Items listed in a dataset
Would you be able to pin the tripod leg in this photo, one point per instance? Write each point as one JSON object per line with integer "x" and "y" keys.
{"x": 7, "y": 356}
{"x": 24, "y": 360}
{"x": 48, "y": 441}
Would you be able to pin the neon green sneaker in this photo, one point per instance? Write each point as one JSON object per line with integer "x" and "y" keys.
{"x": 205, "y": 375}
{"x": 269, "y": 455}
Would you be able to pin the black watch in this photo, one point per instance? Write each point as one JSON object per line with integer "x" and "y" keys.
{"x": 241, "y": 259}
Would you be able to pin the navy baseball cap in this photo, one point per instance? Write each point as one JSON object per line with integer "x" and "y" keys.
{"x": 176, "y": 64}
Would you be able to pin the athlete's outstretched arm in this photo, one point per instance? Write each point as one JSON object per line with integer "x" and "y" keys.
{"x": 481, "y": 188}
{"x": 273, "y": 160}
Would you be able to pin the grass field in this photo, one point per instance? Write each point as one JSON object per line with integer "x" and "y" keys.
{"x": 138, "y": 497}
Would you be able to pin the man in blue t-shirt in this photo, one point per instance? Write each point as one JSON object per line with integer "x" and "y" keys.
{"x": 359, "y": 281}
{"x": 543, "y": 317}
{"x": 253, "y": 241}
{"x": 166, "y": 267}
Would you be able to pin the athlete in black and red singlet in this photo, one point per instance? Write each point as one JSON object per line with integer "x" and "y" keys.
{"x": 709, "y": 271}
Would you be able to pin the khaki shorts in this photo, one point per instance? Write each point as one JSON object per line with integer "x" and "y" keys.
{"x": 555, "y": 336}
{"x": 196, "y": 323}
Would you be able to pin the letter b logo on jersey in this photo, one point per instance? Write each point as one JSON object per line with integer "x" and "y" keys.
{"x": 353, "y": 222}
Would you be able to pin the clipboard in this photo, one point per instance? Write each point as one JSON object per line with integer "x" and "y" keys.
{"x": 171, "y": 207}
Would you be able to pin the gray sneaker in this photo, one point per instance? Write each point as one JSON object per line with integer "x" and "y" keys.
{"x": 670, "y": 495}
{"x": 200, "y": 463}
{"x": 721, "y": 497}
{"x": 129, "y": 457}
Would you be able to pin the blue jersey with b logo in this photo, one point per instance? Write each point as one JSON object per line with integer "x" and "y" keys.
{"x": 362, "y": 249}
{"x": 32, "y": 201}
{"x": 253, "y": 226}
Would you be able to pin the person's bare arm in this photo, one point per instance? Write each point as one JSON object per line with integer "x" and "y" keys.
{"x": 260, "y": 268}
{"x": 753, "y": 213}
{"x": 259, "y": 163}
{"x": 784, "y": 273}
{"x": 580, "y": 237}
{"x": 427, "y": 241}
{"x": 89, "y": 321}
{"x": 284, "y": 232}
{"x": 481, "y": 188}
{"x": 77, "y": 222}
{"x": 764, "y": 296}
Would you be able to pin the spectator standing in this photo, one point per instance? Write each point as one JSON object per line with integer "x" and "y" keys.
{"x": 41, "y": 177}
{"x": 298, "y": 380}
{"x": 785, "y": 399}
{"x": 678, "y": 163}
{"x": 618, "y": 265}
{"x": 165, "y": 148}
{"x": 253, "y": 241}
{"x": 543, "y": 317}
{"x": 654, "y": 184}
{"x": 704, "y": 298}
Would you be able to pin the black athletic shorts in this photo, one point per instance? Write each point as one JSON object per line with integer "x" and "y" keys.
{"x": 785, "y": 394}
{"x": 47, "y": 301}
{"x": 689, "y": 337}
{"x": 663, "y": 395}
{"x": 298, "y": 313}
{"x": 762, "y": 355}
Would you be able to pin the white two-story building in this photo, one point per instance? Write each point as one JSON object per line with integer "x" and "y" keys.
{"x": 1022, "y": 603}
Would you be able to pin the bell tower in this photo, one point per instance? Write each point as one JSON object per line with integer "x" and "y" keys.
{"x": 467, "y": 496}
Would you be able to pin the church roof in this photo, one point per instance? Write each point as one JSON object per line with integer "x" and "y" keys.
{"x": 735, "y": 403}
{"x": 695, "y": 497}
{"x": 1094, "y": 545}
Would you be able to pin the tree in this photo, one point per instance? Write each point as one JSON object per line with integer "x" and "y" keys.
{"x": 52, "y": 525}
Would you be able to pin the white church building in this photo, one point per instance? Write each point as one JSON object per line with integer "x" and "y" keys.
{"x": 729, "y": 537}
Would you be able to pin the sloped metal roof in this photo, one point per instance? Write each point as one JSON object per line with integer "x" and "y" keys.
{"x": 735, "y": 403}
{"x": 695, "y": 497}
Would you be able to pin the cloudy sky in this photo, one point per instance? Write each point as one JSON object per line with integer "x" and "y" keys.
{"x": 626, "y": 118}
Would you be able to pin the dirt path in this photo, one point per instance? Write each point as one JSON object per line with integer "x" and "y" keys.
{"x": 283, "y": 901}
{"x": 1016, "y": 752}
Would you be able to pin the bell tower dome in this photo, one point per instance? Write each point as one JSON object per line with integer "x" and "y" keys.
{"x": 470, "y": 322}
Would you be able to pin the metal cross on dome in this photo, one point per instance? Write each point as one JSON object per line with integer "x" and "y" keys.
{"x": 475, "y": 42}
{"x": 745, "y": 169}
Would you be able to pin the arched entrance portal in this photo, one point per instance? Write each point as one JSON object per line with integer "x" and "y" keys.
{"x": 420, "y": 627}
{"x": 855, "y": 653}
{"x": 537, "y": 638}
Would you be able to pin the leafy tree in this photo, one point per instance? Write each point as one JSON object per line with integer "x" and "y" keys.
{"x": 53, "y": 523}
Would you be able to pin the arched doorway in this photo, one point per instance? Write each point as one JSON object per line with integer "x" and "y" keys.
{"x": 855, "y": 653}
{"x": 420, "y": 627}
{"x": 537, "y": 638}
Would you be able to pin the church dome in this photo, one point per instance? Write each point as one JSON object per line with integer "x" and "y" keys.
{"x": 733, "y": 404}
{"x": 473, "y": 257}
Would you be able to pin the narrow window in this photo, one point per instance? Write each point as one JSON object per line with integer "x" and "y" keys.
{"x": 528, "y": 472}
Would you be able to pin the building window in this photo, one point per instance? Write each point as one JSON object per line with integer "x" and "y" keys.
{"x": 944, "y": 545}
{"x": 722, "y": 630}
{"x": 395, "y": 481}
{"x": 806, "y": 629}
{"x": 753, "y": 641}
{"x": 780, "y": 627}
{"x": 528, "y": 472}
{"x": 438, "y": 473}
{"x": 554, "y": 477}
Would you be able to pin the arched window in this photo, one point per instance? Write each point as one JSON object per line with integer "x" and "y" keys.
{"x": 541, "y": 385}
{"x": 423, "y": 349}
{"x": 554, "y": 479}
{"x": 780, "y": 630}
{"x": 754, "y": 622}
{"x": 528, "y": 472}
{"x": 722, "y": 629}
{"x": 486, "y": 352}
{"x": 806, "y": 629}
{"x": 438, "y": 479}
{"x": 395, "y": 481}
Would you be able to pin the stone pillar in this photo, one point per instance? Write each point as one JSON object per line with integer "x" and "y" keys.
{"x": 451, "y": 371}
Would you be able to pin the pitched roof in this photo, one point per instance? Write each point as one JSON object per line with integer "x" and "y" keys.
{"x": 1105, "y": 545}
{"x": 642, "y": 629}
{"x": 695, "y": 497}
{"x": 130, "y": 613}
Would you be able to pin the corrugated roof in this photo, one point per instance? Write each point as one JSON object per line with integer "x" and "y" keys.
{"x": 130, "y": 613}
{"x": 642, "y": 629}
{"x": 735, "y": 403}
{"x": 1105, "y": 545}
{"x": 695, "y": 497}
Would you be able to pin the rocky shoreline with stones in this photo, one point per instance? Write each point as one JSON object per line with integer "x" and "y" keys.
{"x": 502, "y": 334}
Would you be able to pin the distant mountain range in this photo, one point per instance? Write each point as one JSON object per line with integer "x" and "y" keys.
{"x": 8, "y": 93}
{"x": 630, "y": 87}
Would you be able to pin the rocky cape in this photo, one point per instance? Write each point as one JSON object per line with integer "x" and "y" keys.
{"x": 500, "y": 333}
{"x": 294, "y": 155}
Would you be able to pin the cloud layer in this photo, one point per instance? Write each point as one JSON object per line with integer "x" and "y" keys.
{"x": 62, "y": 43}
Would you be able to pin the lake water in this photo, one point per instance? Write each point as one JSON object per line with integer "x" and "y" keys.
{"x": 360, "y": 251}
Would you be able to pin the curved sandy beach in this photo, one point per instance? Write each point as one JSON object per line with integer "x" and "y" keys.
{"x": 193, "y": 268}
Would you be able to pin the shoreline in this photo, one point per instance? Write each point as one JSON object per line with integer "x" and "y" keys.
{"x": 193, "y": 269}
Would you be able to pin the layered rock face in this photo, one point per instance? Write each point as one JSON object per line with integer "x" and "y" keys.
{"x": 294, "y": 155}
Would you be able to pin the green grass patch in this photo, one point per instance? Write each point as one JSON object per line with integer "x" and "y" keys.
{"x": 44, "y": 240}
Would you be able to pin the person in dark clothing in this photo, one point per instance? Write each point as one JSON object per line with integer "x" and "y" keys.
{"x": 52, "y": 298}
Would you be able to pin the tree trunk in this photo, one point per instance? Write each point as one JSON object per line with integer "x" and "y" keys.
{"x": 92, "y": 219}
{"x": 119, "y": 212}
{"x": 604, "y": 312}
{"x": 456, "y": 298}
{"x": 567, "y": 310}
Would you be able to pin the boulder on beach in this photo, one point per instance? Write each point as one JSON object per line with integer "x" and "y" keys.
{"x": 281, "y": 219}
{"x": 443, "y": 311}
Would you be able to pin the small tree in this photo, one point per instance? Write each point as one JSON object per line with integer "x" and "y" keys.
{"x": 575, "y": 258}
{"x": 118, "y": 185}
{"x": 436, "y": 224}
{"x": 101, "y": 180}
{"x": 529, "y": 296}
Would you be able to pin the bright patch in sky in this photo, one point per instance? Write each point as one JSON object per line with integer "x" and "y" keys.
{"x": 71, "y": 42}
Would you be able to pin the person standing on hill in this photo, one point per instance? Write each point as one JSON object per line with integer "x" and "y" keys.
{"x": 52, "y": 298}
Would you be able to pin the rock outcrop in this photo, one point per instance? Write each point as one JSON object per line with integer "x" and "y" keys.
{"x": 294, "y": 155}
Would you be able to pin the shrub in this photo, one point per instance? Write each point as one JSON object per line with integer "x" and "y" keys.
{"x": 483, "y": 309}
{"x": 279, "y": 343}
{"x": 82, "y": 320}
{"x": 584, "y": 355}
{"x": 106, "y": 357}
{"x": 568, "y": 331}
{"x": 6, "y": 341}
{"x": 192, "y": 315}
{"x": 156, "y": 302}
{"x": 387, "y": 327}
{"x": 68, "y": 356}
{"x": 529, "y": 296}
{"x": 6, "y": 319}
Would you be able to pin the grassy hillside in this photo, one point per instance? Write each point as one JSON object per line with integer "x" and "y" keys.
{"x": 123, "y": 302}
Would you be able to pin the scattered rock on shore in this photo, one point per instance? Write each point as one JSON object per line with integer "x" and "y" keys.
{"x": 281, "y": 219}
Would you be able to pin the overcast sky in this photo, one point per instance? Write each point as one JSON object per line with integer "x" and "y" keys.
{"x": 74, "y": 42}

■ Goal of the exercise: Retype exactly, and only, the lines that run from the one with "Would you be able to pin the small" through the final line of the entries.

■ Answer to the exercise:
Would you be able to pin the small tree in this photo, one point per instance? Write each point as one JSON object per line with integer "x" and "y" keys.
{"x": 575, "y": 258}
{"x": 118, "y": 185}
{"x": 436, "y": 224}
{"x": 101, "y": 180}
{"x": 529, "y": 296}
Would you be able to pin the bright patch in sky in this photo, one point per instance? Write each point as one JSON object per line with integer "x" and "y" keys.
{"x": 71, "y": 42}
Would you be able to pin the person standing on hill in this photo, one point per instance? Write each point as one JSON object per line with integer "x" and "y" keys.
{"x": 52, "y": 298}
Would you be able to pin the rock outcrop in this photo, one point per instance? Write each point as one JSON object per line with integer "x" and "y" keys.
{"x": 294, "y": 155}
Would you be able to pin the shrub in this photo, one point per instance? Write each point as one JSON object per line with integer "x" and "y" keys.
{"x": 483, "y": 309}
{"x": 279, "y": 343}
{"x": 82, "y": 320}
{"x": 584, "y": 355}
{"x": 106, "y": 357}
{"x": 568, "y": 331}
{"x": 6, "y": 341}
{"x": 192, "y": 315}
{"x": 156, "y": 302}
{"x": 387, "y": 327}
{"x": 68, "y": 356}
{"x": 529, "y": 296}
{"x": 6, "y": 319}
Would you be able to pin the grassy hillside in this photo, one point per instance? Write each point as one JSON object per line with integer "x" and "y" keys.
{"x": 123, "y": 302}
Would you be able to pin the scattered rock on shore in this photo, one point per instance? Write each point as one JSON object per line with integer "x" and "y" keys.
{"x": 281, "y": 219}
Would you be able to pin the overcast sky in this photo, one point per instance? Write each point as one JSON object per line with integer "x" and "y" keys.
{"x": 74, "y": 42}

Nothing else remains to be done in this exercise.